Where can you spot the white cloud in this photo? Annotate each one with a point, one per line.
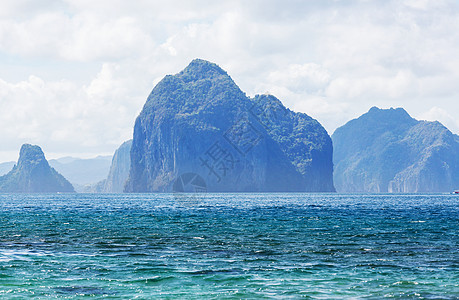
(86, 67)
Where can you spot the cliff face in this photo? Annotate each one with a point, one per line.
(199, 121)
(388, 151)
(119, 170)
(32, 174)
(304, 141)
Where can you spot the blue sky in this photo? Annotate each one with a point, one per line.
(75, 73)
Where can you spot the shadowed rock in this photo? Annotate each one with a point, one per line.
(199, 121)
(32, 174)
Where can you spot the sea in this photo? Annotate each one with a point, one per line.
(229, 246)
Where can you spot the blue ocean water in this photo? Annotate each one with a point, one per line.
(145, 246)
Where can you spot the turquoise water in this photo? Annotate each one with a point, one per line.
(316, 246)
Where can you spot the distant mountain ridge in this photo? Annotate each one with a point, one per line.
(32, 174)
(386, 150)
(199, 121)
(82, 171)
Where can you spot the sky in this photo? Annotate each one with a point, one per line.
(74, 74)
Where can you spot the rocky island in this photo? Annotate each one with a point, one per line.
(386, 150)
(32, 174)
(199, 122)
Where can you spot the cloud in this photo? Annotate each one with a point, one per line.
(85, 68)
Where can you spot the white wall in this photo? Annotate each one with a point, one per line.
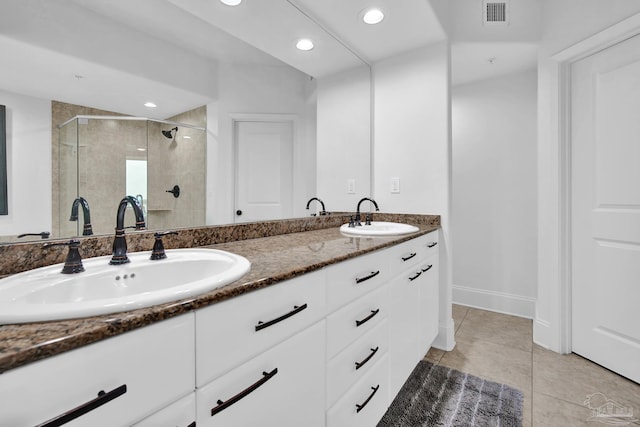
(252, 89)
(344, 133)
(413, 142)
(494, 204)
(564, 23)
(28, 164)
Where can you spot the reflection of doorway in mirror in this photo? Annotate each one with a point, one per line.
(264, 170)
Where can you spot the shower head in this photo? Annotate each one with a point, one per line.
(168, 134)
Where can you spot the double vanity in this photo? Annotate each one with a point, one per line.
(323, 330)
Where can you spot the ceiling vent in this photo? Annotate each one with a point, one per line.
(495, 12)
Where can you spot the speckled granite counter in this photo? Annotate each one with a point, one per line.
(274, 258)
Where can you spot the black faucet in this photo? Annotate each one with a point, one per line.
(323, 211)
(357, 219)
(73, 262)
(86, 214)
(119, 242)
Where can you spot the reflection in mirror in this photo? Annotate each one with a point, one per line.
(105, 158)
(191, 63)
(3, 161)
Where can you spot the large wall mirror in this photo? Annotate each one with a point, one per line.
(237, 66)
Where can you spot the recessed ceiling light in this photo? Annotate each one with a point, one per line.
(304, 44)
(373, 16)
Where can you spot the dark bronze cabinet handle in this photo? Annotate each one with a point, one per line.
(373, 353)
(266, 376)
(371, 276)
(361, 407)
(369, 317)
(86, 407)
(412, 278)
(296, 310)
(408, 257)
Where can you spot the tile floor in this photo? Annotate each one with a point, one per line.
(499, 348)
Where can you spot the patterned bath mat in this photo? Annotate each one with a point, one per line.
(435, 395)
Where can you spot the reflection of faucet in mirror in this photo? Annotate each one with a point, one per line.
(119, 242)
(86, 214)
(357, 219)
(323, 211)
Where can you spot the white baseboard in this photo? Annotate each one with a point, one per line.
(495, 301)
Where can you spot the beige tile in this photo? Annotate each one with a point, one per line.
(459, 313)
(572, 378)
(434, 355)
(554, 412)
(491, 361)
(498, 328)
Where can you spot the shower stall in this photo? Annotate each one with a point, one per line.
(105, 158)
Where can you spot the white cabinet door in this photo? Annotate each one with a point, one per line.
(121, 379)
(285, 386)
(234, 331)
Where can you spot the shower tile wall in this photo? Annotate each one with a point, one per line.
(182, 162)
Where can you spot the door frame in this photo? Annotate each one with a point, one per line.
(262, 117)
(561, 66)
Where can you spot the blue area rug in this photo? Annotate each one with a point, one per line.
(435, 395)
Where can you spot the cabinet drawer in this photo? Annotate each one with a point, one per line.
(179, 414)
(143, 370)
(355, 361)
(351, 322)
(285, 386)
(234, 331)
(351, 279)
(365, 403)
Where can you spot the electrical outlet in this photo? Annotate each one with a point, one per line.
(351, 186)
(395, 185)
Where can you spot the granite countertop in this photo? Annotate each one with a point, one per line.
(273, 259)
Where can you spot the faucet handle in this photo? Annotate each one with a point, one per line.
(158, 247)
(368, 219)
(73, 262)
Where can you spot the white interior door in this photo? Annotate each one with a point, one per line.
(264, 170)
(605, 146)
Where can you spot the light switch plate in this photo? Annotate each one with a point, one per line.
(351, 186)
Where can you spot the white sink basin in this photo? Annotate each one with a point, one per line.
(379, 228)
(46, 294)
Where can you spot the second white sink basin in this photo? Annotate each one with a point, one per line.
(46, 294)
(379, 228)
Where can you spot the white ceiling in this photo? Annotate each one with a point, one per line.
(128, 52)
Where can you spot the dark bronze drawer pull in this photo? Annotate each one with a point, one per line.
(86, 407)
(372, 275)
(373, 353)
(369, 317)
(408, 257)
(224, 405)
(361, 407)
(296, 310)
(412, 278)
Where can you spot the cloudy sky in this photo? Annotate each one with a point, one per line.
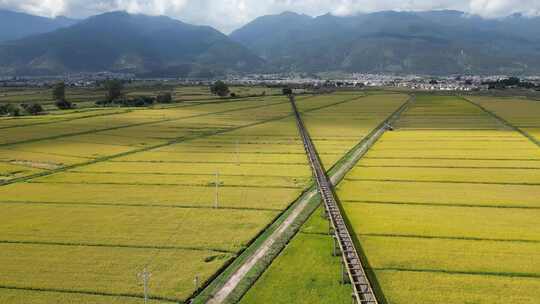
(227, 15)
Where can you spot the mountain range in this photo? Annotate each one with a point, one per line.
(432, 42)
(121, 42)
(15, 25)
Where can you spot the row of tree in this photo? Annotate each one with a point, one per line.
(512, 82)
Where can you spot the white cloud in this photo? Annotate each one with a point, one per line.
(229, 14)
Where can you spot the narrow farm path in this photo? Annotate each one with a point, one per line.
(336, 174)
(504, 121)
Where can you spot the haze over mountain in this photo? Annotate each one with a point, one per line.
(14, 25)
(433, 42)
(122, 42)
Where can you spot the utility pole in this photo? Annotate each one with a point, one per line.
(145, 277)
(237, 154)
(196, 282)
(216, 202)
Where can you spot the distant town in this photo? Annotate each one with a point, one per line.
(354, 80)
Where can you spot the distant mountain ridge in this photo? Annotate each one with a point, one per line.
(433, 42)
(121, 42)
(14, 25)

================================

What you will do ::
Restate each entry word for word; omit the pictures.

Solution ::
Where can you spot the white cloud in this photo? Annotate each one with a point, one per line.
(86, 67)
Where can you spot the cliff face in this photo? Annotate each one with a point, one per line.
(199, 121)
(388, 151)
(119, 170)
(32, 174)
(304, 141)
Where can you spot the blue sky in this photo? Annotate each one with a point, one per line.
(75, 73)
Where can you spot the shadowed rock in this photo? Annotate each one with a point, one per line.
(199, 121)
(32, 174)
Where can you spot the sea in this photo? Annotate each one with a point, one per line.
(229, 246)
Where can you spot the blue ocean water in this photo? Annotate each one with a point, one per line.
(145, 246)
Where can you spot the turquoise water in this photo? Annotate each one with a point, one per line.
(316, 246)
Where can you spot the distant mountain ridge in this photo? Annotate each one with a point, one per line.
(32, 174)
(386, 150)
(199, 121)
(82, 171)
Where can you spot the sky in this photo? Annotate each one with a point, one per line.
(74, 74)
Where can you spot the rocky island in this photo? Annotate each one with a point, one per line.
(386, 150)
(32, 174)
(199, 122)
Where can you spot the cloud in this photo? Annotate each one with a point, one per line.
(85, 68)
Where can you spot the white wall in this photo? Annotate each one with a point, one per line.
(252, 89)
(344, 133)
(413, 142)
(494, 204)
(564, 23)
(28, 164)
Where can you spot the reflection of doorway in mirror in this photo? Annotate each one with a point, one per line.
(264, 170)
Where can you spot the shower head in this photo? Annotate each one with a point, one per line.
(168, 134)
Where can you spot the double vanity in this photo? Annotate each one with a point, one per line.
(323, 330)
Where can you spot the ceiling vent in this photo? Annotate each one with a point, one per line.
(495, 12)
Where can you spot the speckled granite counter in this photo? Annotate each one with a point, one per line.
(274, 258)
Where can you spot the black faucet in this photo? Annotate each one with a point, one per line.
(323, 211)
(357, 219)
(73, 262)
(86, 214)
(119, 242)
Where can you spot the reflection in mirror in this photo? Annotate each one with a point, one per line.
(105, 158)
(191, 63)
(3, 161)
Where can you spot the large wall mirror in this photo? Annotate each one with a point, one per line.
(237, 66)
Where can you spot the recessed ceiling light in this photo? Annotate each one with a point, one per line.
(304, 44)
(373, 16)
Where can you spot the dark bronze cabinet handle in this photo? Annotate each one with a point, one per line.
(373, 353)
(266, 376)
(371, 276)
(361, 407)
(369, 317)
(86, 407)
(412, 278)
(296, 310)
(408, 257)
Where can you spot the tile floor in this photo? Annotate each one with a point, one per line.
(499, 348)
Where can you spot the patterned bath mat in this photo? Annotate each one with a point, one per line.
(435, 395)
Where can you spot the reflection of faucet in mirror in this photo? Annotate each one with a point, one per line.
(119, 242)
(86, 214)
(357, 219)
(323, 211)
Where can you spot the white baseboard in this photo? Annotate each one with a point, one per line.
(495, 301)
Where can you spot the beige tile in this photo? Annotate each one with a point, one per line.
(459, 313)
(572, 378)
(434, 355)
(554, 412)
(491, 361)
(498, 328)
Where can you spot the shower stall in this photo? Annotate each one with a point, one per line.
(105, 158)
Where can you spot the white cabinet door in this photo? Annotate each one with a point, one per line.
(121, 379)
(285, 386)
(234, 331)
Where can you spot the shower tile wall in this photo? Annotate each one with a point, one per line.
(182, 162)
Where can you spot the door frame in this photo? Annotate each one with a point, one per line.
(262, 117)
(561, 66)
Where can you spot the blue area rug in this photo? Annotate each one with a point, one per line.
(435, 395)
Where can you spot the cabinet drawer in this photo? Annotate each one with a point, one per line.
(179, 414)
(143, 370)
(355, 361)
(351, 322)
(285, 386)
(234, 331)
(351, 279)
(365, 403)
Where can you spot the electrical outlet in this photo? Annotate each one with a point, one per line.
(351, 186)
(395, 185)
Where can you spot the granite countertop in this photo? Annotate each one with a point, one per line.
(273, 259)
Where can you spot the faucet handle in this photo? Annotate each one with a point, one per line.
(158, 247)
(368, 219)
(73, 262)
Where can you spot the white interior door in this photo? Annotate each one with a point, one per line.
(264, 170)
(605, 146)
Where can you spot the light switch plate in this photo? Annotate each one with a point, one per line.
(351, 186)
Where can you spot the white sink basin in this photo? Annotate each one with a point, one per line.
(379, 228)
(46, 294)
Where can you spot the second white sink basin in this photo? Annotate each one with a point, one per line.
(46, 294)
(379, 228)
Where can you spot the white ceiling in this photo? Annotate each one with a point, one per line.
(128, 52)
Where can you spot the dark bronze drawer pull in this photo? Annotate each one with a point, one per line.
(86, 407)
(372, 275)
(373, 353)
(369, 317)
(408, 257)
(224, 405)
(361, 407)
(296, 310)
(412, 278)
Where can you spot the cloudy sky in this photo? Annotate each one with a point, one per line.
(227, 15)
Where can you spot the mountain range in this photo? Annotate each one with a point, one per line.
(432, 42)
(121, 42)
(15, 25)
Where can you spot the row of tree in this photo? Annotate each one with a point, one per line.
(512, 82)
Where can you spot the white cloud in this photo? Annotate each one with a point, one per line.
(229, 14)
Where can you spot the narrow farm path in this photo? Annotate each one with a point, one per line.
(336, 174)
(504, 121)
Where can you spot the haze over mountain in this photo? Annotate each one with a point, one per line.
(14, 25)
(433, 42)
(122, 42)
Where can you spot the utility pole in this photo? Annotate each one with a point, one per line.
(145, 277)
(237, 154)
(196, 282)
(216, 202)
Where can you spot the distant town in this photo? Annotate each one with a point, one per line.
(354, 80)
Where can you spot the distant mountain ridge in this photo? Annotate each one with a point, one per line.
(433, 42)
(121, 42)
(14, 25)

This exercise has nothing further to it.